(Data for the task)
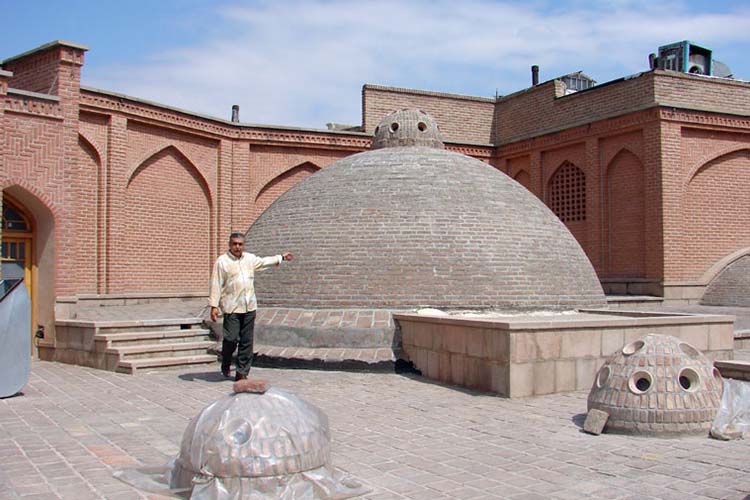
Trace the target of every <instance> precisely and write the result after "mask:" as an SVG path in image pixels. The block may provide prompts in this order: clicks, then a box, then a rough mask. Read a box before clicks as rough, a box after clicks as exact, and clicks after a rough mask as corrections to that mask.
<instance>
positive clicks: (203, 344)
mask: <svg viewBox="0 0 750 500" xmlns="http://www.w3.org/2000/svg"><path fill="white" fill-rule="evenodd" d="M214 345H215V342H211V341H207V340H203V341H198V342H172V343H162V344H140V345H128V346H121V345H117V346H114V347H110V348H108V349H107V350H106V351H105V352H107V353H108V354H117V355H119V357H120V360H130V359H142V358H157V357H175V356H193V355H200V354H207V351H208V349H210V348H212V347H214Z"/></svg>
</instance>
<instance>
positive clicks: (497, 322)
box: [394, 310, 734, 397]
mask: <svg viewBox="0 0 750 500" xmlns="http://www.w3.org/2000/svg"><path fill="white" fill-rule="evenodd" d="M394 318H395V320H396V321H397V323H398V324H399V326H400V330H401V336H402V349H403V351H404V353H405V354H406V356H407V357H408V359H409V360H410V361H411V362H412V363H413V364H414V366H415V368H416V369H418V370H420V371H421V372H422V373H423V374H424V375H425V376H427V377H428V378H431V379H434V380H439V381H441V382H444V383H449V384H454V385H459V386H464V387H469V388H473V389H479V390H484V391H491V392H495V393H497V394H501V395H504V396H507V397H524V396H531V395H542V394H552V393H558V392H566V391H574V390H584V389H589V388H590V387H591V385H592V383H593V381H594V377H595V374H596V372H597V370H598V369H599V368H600V367H601V366H602V364H603V363H604V361H605V360H606V358H607V357H608V356H609V355H610V354H612V353H613V352H615V351H616V350H618V349H620V348H622V347H623V346H624V345H626V344H628V343H630V342H633V341H635V340H638V339H640V338H642V337H645V336H646V335H647V334H650V333H658V334H663V335H672V336H675V337H677V338H679V339H681V340H682V341H684V342H687V343H689V344H691V345H692V346H693V347H695V348H696V349H698V350H700V351H701V352H703V353H704V354H705V355H706V357H708V358H709V359H710V360H711V361H715V360H725V359H732V358H733V350H734V330H733V324H734V317H732V316H719V315H687V314H679V313H671V312H670V313H660V312H644V311H623V310H588V311H579V312H571V313H550V314H535V315H522V314H521V315H502V314H498V313H495V314H472V313H463V314H459V313H456V314H454V315H430V314H396V315H394Z"/></svg>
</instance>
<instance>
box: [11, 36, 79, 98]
mask: <svg viewBox="0 0 750 500" xmlns="http://www.w3.org/2000/svg"><path fill="white" fill-rule="evenodd" d="M64 50H65V48H64V47H62V46H53V47H50V48H49V49H47V50H42V51H40V52H37V53H35V54H32V55H30V56H29V57H24V58H20V59H13V60H9V61H3V62H2V66H3V68H4V69H5V70H8V71H12V72H13V77H12V78H11V79H10V82H9V84H8V85H9V86H10V87H11V88H14V89H19V90H28V91H30V92H38V93H40V94H49V95H58V86H59V82H58V75H59V73H60V60H61V55H62V54H61V52H63V51H64Z"/></svg>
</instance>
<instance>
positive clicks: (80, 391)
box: [0, 360, 750, 500]
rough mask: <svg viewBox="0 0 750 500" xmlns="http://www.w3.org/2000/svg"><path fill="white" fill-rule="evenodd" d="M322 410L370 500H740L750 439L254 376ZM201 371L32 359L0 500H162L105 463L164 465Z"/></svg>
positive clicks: (429, 394)
mask: <svg viewBox="0 0 750 500" xmlns="http://www.w3.org/2000/svg"><path fill="white" fill-rule="evenodd" d="M252 373H253V375H254V376H257V377H259V378H263V379H266V380H268V382H269V384H270V385H271V386H272V387H279V388H283V389H285V390H289V391H292V392H294V393H296V394H298V395H299V396H301V397H303V398H305V399H306V400H308V401H310V402H312V403H314V404H315V405H316V406H318V407H319V408H321V409H322V410H323V411H324V412H325V413H326V415H328V418H329V422H330V428H331V436H332V441H331V453H332V457H333V464H334V465H335V466H336V467H340V468H342V469H344V470H345V471H346V472H347V473H349V474H351V475H352V476H354V477H355V478H357V479H358V480H360V481H363V482H365V483H366V484H367V485H368V486H370V487H371V488H372V492H371V493H369V494H367V495H365V496H363V497H362V500H457V499H465V500H542V499H549V500H566V499H567V500H576V499H587V500H614V499H618V500H636V499H637V500H667V499H669V500H686V499H695V500H708V499H726V500H742V499H744V498H746V496H747V495H748V494H750V460H748V452H749V451H750V443H748V441H747V440H735V441H717V440H713V439H710V438H708V437H707V436H689V437H680V438H674V439H663V438H657V437H637V438H634V437H631V436H622V435H616V434H607V433H604V434H602V435H600V436H592V435H590V434H586V433H584V432H582V426H583V421H584V418H585V413H586V396H587V391H579V392H573V393H567V394H554V395H549V396H539V397H533V398H520V399H507V398H498V397H494V396H492V395H490V394H487V393H481V392H477V391H471V390H466V389H456V388H455V387H449V386H446V385H444V384H440V383H435V382H433V381H430V380H428V379H426V378H424V377H420V376H417V375H412V374H409V375H399V374H393V373H351V372H337V371H311V370H282V369H273V370H271V369H264V368H258V369H257V370H256V369H253V372H252ZM232 383H233V382H232V381H230V380H226V379H224V378H223V377H222V376H221V374H220V373H218V370H212V371H210V372H207V371H206V370H204V369H201V368H200V367H185V368H179V369H174V370H169V371H160V372H154V373H148V372H146V373H144V374H143V375H139V376H136V377H131V376H127V375H122V374H119V373H113V372H106V371H101V370H94V369H91V368H86V367H80V366H73V365H64V364H60V363H49V362H44V361H36V360H35V361H34V362H33V363H32V368H31V377H30V379H29V383H28V385H27V386H26V387H25V388H24V389H23V396H17V397H13V398H7V399H2V400H0V498H3V499H6V498H7V499H19V500H21V499H22V500H32V499H33V500H57V499H65V500H101V499H107V500H145V499H147V498H150V499H151V500H156V499H157V498H160V499H162V500H166V497H159V496H157V495H153V494H147V493H143V492H139V491H137V490H135V489H133V488H132V487H130V486H129V485H127V484H125V483H123V482H121V481H119V480H117V479H115V478H114V477H113V476H112V472H113V471H114V470H117V469H122V468H129V467H144V466H154V465H162V464H165V463H167V462H168V461H169V460H171V459H172V458H174V457H175V455H176V454H177V453H178V452H179V448H180V442H181V440H182V435H183V433H184V431H185V427H186V426H187V424H188V422H189V421H190V419H191V418H193V417H194V416H195V415H197V414H198V412H199V411H200V410H201V409H202V408H204V407H205V406H207V405H208V404H210V403H211V402H213V401H215V400H216V399H218V398H220V397H224V396H225V395H226V394H228V393H230V392H231V390H232Z"/></svg>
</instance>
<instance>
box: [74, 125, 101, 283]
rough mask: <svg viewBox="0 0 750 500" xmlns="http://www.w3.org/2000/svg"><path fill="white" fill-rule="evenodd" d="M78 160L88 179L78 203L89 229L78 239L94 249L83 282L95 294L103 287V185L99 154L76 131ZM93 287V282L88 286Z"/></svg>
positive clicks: (88, 142) (85, 136)
mask: <svg viewBox="0 0 750 500" xmlns="http://www.w3.org/2000/svg"><path fill="white" fill-rule="evenodd" d="M78 149H79V155H78V159H79V161H80V164H81V167H82V168H83V171H84V172H85V176H86V178H87V179H89V183H90V184H91V186H90V187H89V188H88V189H85V190H82V191H81V192H80V193H79V203H80V206H81V208H82V209H83V210H85V213H87V214H91V215H92V219H91V220H89V224H90V227H91V228H92V230H88V231H83V232H81V234H80V235H79V238H80V239H79V241H80V243H81V245H83V246H84V247H85V248H88V249H92V251H94V252H96V255H95V258H96V268H95V269H91V270H90V273H91V276H90V277H88V279H87V281H90V282H91V281H93V282H95V287H96V291H97V293H102V292H103V291H104V290H105V279H104V276H105V269H106V262H105V254H104V249H105V245H106V230H105V227H104V220H105V215H104V203H103V200H104V197H105V187H104V184H105V183H104V178H103V175H102V155H101V153H100V151H99V149H98V148H97V147H96V146H95V145H94V143H93V142H91V140H90V139H89V138H88V137H87V136H86V135H84V134H83V133H80V132H79V134H78ZM92 286H93V285H92Z"/></svg>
(End Data for the task)
## [About this exercise]
From the material above, copy each line that includes the word "rough".

## [Reply to the exercise]
Trace the target of every <instance> precisely and write the result after "mask:" as an SVG path in image pixels. The block may provide prompts in this order: clicks, then a box, then a rough mask. Read a box before clicks as rough, a box after clicks as exact, and clicks after a rough mask as corrections to that mask.
rough mask: <svg viewBox="0 0 750 500" xmlns="http://www.w3.org/2000/svg"><path fill="white" fill-rule="evenodd" d="M322 410L370 500H740L750 439L254 376ZM201 371L32 359L0 500H162L105 463L164 465Z"/></svg>
rough mask: <svg viewBox="0 0 750 500" xmlns="http://www.w3.org/2000/svg"><path fill="white" fill-rule="evenodd" d="M78 160L88 179L78 203L89 229L78 239L94 249L83 282L95 294L103 287V185L99 154L76 131ZM93 287V282L88 286Z"/></svg>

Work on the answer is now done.